[[ Excerpt to read, beginning ]]
Skilling today’s youth is undoubtedly one of the most herculean tasks for a rapidly growing economy like India.
Identifying skill development and training as an imminent need for the country the national skill development mission was launched by the Prime Minister in 2015. The objective of this is to create convergence across sectors and states in terms of skill training activities.
Many in the private sector have long made skill development and training a top priority for their respective industries. One such company that has gained significant traction in doing this is the Tech Mahindra foundation.
As the Corporate Social Responsibility arm of the Indian IT giant Tech Mahindra, the Tech Mahindra foundation works in the areas of education, employability and disability.
Having started off with three centers in 2012 it has scaled to 125 centers working towards skilling India.
‘We believe economic empowerment has to precede social empowerment’ said Dr LoveleenKacker, CEO Tech Mahindra Foundation speaking exclusively to Vizag Industrial Scan.
Having begun with training in the services sector, the foundation has branched out into skilling in various other departments.
The services sector was a low hanging fruit wherein 50% of all beneficiaries were girls stated Dr Kacker.
With an 80% placement rate it then branched out into the technical expertise areas such as training for fitters, plumbers and electricians.
Technical training is where we made a breakthrough said Dr Kacker. Having found success here, the foundation went on to training in paramedical, where she says a huge gap exists.
[[ Excerpt to read, end ]]
[[ Entries supplied, beginning ]]
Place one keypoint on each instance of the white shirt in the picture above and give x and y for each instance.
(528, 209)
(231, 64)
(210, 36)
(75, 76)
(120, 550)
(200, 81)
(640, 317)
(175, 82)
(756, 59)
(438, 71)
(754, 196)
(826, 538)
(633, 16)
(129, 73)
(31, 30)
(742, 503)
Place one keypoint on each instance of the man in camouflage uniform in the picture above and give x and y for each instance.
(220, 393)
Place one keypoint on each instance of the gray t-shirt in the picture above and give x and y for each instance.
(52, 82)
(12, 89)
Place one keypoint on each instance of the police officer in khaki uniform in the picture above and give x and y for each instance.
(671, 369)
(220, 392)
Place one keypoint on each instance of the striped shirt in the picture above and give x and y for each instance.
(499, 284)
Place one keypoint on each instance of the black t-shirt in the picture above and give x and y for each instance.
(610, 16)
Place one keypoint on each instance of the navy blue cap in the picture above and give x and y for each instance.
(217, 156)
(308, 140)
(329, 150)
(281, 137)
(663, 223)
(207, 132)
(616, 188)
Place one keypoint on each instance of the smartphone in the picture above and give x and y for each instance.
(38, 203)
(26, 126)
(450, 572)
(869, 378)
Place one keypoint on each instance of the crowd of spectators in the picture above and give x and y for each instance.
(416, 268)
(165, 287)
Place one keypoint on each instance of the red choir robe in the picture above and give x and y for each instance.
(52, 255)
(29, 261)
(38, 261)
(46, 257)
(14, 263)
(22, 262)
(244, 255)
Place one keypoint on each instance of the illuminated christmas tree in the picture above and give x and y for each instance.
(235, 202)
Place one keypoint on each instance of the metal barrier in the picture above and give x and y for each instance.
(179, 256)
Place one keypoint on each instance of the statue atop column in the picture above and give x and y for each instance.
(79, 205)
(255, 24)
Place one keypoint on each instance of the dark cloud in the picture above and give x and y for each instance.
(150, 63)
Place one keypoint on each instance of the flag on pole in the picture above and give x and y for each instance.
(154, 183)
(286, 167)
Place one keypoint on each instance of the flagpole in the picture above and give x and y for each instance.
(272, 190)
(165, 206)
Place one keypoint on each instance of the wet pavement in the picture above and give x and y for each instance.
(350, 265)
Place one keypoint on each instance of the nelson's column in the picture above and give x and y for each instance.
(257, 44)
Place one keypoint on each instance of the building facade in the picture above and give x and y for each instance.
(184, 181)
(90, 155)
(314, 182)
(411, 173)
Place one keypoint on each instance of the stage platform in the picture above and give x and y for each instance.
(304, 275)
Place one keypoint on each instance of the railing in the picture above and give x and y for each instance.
[[ Entries supplied, end ]]
Tasks to perform
(1) Write out the part of the article on skilling India's youth that begins at the words "As the Corporate" and stops after the words "Vizag Industrial Scan.".
(2) List the trades that the article on skilling India's youth names as examples of technical training.

Answers in order
(1)
As the Corporate Social Responsibility arm of the Indian IT giant Tech Mahindra, the Tech Mahindra foundation works in the areas of education, employability and disability.
Having started off with three centers in 2012 it has scaled to 125 centers working towards skilling India.
‘We believe economic empowerment has to precede social empowerment’ said Dr LoveleenKacker, CEO Tech Mahindra Foundation speaking exclusively to Vizag Industrial Scan.

(2) fitters, plumbers, electricians